▸ What is being asked:
Check each line of the data below for the string "every". Then give the number of lines that have it, without anything else.

(Stored records)
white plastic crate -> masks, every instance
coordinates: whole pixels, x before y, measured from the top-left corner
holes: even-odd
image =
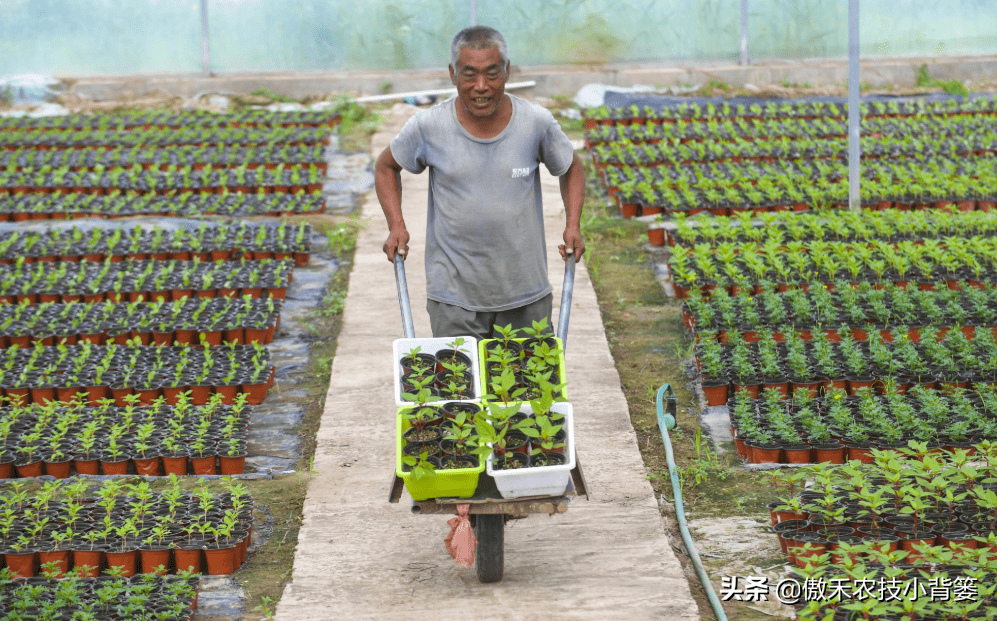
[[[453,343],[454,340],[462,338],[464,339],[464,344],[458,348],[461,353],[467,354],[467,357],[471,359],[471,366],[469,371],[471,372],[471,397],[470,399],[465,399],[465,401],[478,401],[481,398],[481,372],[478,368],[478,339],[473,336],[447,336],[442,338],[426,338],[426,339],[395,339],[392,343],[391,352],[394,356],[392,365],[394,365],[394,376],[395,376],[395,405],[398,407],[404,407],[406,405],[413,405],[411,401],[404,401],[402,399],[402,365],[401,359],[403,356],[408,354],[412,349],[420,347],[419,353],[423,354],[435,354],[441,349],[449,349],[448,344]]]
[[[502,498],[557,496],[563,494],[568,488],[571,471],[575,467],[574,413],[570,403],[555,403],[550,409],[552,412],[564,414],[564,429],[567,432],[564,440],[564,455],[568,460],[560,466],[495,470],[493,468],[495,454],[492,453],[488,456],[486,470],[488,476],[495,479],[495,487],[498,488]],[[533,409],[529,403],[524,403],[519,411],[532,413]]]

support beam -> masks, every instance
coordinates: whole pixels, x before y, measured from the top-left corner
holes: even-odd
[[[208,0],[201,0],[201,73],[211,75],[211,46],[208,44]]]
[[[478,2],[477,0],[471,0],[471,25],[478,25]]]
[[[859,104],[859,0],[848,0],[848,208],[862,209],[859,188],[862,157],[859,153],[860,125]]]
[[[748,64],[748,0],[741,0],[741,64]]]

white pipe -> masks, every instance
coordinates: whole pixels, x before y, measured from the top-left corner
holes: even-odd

---

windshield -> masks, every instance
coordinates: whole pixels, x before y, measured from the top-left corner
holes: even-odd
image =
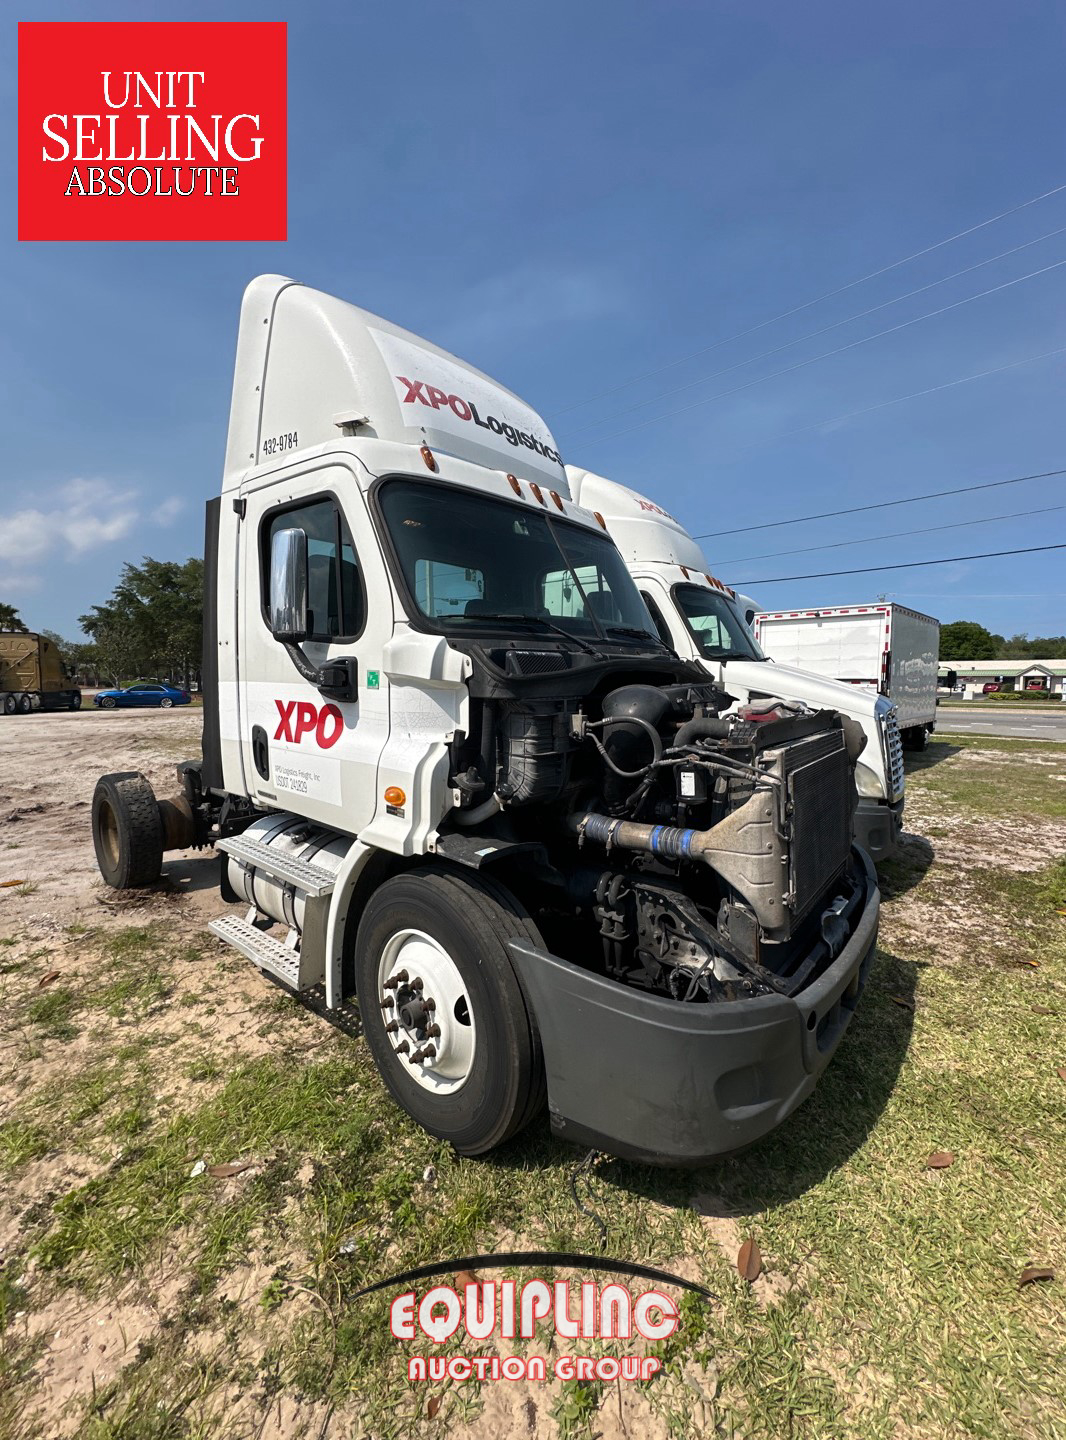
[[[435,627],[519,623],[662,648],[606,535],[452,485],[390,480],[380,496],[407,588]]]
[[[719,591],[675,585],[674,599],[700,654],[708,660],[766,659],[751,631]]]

==

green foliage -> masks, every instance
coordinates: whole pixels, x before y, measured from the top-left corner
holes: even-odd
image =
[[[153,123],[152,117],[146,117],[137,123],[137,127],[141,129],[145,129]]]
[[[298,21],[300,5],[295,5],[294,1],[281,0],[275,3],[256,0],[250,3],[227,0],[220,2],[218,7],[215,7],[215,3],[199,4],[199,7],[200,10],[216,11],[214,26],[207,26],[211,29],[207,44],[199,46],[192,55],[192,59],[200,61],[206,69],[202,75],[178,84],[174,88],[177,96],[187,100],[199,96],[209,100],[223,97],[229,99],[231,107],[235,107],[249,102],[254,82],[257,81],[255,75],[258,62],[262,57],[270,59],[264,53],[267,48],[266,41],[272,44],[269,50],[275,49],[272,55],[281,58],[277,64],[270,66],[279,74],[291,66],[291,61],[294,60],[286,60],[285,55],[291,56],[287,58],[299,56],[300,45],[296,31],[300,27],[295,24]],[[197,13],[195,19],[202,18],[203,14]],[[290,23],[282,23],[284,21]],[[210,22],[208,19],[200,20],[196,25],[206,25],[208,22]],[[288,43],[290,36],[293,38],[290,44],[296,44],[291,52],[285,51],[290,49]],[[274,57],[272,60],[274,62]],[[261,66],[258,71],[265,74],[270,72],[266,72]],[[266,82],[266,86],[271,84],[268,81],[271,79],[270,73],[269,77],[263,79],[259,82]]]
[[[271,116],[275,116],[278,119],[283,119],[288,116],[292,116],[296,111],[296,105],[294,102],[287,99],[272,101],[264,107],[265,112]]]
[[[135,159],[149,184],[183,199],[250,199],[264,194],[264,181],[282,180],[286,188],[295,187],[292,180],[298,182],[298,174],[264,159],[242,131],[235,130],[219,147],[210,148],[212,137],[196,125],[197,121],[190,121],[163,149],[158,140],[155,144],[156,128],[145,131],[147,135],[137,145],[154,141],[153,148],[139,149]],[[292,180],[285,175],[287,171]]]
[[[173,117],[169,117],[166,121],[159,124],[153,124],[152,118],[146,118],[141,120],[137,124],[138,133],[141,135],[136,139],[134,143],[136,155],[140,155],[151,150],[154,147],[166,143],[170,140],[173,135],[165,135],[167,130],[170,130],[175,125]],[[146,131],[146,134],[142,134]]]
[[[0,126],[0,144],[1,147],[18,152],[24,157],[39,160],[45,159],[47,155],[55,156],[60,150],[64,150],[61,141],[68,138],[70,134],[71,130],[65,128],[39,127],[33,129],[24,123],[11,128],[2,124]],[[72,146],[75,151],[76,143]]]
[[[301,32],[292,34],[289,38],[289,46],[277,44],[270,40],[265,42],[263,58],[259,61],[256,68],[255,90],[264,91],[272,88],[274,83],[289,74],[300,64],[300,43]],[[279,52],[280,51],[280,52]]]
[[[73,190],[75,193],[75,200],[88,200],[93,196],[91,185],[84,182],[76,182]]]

▸ Finished exercise:
5